_Doel van opdracht_
Haal uit de rechtbankuitspraak over het rijbewijs alles vanaf "Het CBR noemt" tot en met "rechtbank geen stand." en neem dat woordelijk over.

Nu de rechtbank de conclusie van [psychiater1] onvoldoende inzichtelijk vindt heeft het CBR het rapport van [psychiater1] niet aan het besluit tot ongeldigverklaring van het rijbewijs van eiseres ten grondslag mogen leggen. Het bestreden besluit houdt dan ook geen stand.
Het CBR noemt in het bestreden besluit nog enkele omstandigheden die volgens het CBR maken dat de conclusie alcoholtolerantie van [psychiater1] niet onredelijk is. De rechtbank beschouwt dit als een extra onderbouwing van het CBR waarom alcoholtolerantie aan de orde is. Deze omstandigheden zijn door [psychiater1] echter in zijn rapport niet genoemd, hij heeft deze niet betrokken in zijn beoordeling en ook niet als onderbouwing aan zijn conclusie alcoholtolerantie/ alcoholmisbruik in ruime zin ten grondslag gelegd. Naar het oordeel van de rechtbank heeft het CBR door deze omstandigheden aan het bestreden besluit ten grondslag te leggen zijn eigen oordeel in de plaats van [psychiater1] gesteld. Ook daarom houdt het bestreden besluit naar het oordeel van de rechtbank geen stand.
5. Het beroep zal gegrond worden verklaard en de rechtbank zal het bestreden besluit vernietigen. De rechtbank ziet aanleiding zelf in de zaak te voorzien, in die zin dat het primaire besluit wordt herroepen.
6. Nu het beroep gegrond wordt verklaard, dient het griffierecht aan eiseres te worden vergoed.

_Fragmenten uit lijst_
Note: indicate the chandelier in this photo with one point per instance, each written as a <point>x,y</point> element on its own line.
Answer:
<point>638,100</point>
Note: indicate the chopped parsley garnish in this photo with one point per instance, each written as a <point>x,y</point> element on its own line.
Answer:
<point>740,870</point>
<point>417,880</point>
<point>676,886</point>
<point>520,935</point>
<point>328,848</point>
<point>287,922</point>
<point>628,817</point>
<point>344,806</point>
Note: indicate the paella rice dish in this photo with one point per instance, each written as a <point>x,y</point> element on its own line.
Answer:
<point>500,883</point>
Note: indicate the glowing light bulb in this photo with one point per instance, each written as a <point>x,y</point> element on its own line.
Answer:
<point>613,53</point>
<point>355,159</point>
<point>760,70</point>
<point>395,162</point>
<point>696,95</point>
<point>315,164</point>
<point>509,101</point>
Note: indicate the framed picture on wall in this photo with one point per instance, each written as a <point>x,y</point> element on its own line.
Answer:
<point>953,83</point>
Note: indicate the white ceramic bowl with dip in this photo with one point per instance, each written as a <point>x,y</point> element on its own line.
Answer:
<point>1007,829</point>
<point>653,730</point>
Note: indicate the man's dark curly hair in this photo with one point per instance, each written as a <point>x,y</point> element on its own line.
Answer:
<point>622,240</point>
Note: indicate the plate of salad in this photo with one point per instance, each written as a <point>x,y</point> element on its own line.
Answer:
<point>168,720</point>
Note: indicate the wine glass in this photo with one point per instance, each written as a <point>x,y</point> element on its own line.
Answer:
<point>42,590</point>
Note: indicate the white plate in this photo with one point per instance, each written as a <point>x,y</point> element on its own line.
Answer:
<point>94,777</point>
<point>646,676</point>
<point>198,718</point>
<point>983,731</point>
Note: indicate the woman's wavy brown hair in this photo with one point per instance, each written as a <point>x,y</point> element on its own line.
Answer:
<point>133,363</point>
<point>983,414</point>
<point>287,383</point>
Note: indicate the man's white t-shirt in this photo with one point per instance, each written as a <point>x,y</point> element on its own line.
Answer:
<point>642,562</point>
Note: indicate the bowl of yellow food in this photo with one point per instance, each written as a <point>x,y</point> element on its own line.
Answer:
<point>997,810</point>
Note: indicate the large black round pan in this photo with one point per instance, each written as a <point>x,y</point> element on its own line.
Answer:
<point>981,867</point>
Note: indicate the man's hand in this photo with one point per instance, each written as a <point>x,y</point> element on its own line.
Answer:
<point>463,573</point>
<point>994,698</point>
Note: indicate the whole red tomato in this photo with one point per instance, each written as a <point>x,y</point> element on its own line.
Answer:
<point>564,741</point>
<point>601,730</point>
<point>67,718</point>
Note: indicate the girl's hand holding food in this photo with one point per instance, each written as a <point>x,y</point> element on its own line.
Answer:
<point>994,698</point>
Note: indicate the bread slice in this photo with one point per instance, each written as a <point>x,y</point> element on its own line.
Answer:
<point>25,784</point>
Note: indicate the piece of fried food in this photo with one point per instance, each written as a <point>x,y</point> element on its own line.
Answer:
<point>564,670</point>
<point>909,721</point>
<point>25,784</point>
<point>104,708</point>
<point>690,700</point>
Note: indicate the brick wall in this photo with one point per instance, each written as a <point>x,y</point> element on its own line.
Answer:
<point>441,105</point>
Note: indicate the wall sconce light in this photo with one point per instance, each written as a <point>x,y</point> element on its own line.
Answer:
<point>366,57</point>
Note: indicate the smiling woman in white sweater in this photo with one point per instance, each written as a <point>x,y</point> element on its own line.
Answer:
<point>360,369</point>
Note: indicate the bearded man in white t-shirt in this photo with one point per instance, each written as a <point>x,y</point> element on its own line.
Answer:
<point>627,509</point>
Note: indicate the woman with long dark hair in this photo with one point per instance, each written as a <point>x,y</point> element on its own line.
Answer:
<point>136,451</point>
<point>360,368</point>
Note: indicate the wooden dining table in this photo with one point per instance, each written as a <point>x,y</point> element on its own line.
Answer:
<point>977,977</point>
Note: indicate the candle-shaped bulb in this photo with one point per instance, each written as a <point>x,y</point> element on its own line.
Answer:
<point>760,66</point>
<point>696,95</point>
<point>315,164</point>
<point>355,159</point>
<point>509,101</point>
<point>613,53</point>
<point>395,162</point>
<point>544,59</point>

_Uitwerking opdracht_
Het CBR noemt in het bestreden besluit nog enkele omstandigheden die volgens het CBR maken dat de conclusie alcoholtolerantie van [psychiater1] niet onredelijk is. De rechtbank beschouwt dit als een extra onderbouwing van het CBR waarom alcoholtolerantie aan de orde is. Deze omstandigheden zijn door [psychiater1] echter in zijn rapport niet genoemd, hij heeft deze niet betrokken in zijn beoordeling en ook niet als onderbouwing aan zijn conclusie alcoholtolerantie/ alcoholmisbruik in ruime zin ten grondslag gelegd. Naar het oordeel van de rechtbank heeft het CBR door deze omstandigheden aan het bestreden besluit ten grondslag te leggen zijn eigen oordeel in de plaats van [psychiater1] gesteld. Ook daarom houdt het bestreden besluit naar het oordeel van de rechtbank geen stand.